## JOB
Could you copy, word for word, only the lines from the one containing "Radiology assistant, locate the orange" through the last line of the records below, both included?

[Stored items]
◇ ◇ ◇

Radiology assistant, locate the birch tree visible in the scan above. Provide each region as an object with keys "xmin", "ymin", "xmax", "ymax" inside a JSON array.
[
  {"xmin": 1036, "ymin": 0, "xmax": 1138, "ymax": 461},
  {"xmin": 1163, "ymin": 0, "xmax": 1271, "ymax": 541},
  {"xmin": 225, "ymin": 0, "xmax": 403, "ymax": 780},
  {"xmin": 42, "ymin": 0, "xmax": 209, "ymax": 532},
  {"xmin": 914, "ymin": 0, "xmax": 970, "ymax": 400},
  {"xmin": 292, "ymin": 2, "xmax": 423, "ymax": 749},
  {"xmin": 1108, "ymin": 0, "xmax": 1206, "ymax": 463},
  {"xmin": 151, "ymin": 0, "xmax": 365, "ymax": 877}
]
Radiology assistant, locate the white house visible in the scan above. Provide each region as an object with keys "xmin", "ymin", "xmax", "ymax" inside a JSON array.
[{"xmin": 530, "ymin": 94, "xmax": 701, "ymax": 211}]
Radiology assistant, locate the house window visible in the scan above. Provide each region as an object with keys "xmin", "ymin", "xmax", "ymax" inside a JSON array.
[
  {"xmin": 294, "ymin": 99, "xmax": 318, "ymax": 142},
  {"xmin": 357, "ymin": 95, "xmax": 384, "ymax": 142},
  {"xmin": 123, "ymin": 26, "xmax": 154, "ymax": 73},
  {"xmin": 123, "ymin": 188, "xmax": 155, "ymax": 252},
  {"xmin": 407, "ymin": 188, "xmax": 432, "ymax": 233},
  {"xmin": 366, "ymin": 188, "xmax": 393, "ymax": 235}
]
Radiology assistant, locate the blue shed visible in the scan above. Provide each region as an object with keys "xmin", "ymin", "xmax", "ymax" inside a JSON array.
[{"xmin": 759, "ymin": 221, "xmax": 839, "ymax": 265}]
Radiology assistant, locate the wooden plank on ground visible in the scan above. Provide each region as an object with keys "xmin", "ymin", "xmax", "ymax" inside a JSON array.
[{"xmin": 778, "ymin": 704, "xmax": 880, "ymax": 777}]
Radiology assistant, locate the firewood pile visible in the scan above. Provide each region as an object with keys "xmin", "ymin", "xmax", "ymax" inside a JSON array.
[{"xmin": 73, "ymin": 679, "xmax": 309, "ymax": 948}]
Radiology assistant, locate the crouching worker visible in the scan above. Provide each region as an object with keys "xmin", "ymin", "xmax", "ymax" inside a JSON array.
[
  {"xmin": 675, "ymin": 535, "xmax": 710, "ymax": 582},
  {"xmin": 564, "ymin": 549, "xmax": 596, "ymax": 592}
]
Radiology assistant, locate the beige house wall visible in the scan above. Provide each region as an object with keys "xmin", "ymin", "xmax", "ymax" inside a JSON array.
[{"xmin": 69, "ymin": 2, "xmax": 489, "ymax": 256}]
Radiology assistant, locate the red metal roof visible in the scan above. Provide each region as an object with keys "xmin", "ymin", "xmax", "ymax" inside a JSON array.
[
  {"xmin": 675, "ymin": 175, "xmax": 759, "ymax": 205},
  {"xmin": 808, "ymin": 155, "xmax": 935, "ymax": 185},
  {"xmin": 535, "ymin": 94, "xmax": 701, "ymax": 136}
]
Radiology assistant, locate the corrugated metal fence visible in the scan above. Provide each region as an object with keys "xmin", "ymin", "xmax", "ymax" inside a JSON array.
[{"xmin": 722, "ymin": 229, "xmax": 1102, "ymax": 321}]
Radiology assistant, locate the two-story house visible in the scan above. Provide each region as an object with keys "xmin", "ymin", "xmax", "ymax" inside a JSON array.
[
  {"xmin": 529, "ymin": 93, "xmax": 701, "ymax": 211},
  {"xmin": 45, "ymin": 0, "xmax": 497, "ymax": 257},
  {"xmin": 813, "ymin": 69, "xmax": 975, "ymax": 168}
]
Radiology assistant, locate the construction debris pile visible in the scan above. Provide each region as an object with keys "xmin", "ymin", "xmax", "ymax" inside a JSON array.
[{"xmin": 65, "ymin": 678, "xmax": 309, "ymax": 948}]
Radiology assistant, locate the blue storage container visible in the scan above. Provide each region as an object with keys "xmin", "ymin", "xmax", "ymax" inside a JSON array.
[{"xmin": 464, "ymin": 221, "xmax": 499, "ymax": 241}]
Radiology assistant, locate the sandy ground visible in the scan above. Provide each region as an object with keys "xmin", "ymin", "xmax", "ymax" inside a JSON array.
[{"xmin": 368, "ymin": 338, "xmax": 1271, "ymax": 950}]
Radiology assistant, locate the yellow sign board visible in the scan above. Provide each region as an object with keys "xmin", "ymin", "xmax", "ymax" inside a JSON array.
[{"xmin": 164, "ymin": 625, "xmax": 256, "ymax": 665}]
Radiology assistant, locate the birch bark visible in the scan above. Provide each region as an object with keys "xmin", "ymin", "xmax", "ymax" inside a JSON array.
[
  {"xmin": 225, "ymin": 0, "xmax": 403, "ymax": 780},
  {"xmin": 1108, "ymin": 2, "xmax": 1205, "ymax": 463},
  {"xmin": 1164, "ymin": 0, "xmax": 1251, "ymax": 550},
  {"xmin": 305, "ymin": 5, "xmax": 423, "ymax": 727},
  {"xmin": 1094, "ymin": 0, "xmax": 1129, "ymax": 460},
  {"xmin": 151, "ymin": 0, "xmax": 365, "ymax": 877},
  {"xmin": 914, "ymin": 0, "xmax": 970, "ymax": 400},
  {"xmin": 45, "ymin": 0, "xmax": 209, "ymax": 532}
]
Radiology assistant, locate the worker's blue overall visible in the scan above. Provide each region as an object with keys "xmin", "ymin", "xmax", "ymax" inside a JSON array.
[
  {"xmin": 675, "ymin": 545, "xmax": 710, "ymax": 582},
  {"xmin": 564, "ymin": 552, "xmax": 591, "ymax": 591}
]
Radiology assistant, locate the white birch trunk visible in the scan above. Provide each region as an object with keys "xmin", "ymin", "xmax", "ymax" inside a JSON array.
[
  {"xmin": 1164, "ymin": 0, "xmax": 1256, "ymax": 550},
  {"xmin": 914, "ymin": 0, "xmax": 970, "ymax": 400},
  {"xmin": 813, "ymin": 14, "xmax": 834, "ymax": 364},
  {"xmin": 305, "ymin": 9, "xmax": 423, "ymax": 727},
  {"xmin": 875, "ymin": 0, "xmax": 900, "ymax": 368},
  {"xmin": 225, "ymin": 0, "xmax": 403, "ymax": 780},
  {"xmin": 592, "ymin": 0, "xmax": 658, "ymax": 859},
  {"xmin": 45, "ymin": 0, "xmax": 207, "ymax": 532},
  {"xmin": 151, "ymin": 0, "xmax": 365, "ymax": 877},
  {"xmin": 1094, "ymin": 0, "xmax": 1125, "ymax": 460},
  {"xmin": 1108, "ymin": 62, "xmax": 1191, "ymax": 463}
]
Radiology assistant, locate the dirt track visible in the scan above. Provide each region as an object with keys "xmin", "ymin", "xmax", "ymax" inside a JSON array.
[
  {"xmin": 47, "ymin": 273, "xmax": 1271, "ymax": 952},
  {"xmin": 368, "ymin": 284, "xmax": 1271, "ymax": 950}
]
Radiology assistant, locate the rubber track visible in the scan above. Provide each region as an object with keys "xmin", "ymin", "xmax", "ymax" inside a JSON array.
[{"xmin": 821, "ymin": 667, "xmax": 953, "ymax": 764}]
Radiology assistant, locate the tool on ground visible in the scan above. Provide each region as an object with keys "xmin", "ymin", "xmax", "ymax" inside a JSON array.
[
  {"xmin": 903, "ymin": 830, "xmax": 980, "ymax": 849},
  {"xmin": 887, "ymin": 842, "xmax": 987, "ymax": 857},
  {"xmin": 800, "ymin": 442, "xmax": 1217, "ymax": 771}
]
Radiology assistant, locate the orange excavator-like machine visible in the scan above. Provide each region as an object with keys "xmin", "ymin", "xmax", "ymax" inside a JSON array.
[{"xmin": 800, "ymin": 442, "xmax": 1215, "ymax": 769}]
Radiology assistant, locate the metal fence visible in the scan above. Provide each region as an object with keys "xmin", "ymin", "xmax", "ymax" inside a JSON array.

◇ ◇ ◇

## TASK RESULT
Radiology assistant, locate the orange excavator-like machine visible in the scan above. Provide each region as an object with keys "xmin", "ymin", "xmax", "ymax" inside a JSON array.
[{"xmin": 800, "ymin": 442, "xmax": 1215, "ymax": 769}]
Radiology assistant, locate the metal fence visible in the scan above. Provide each region as an object with keys "xmin", "ymin", "xmax", "ymax" inside a JSON array.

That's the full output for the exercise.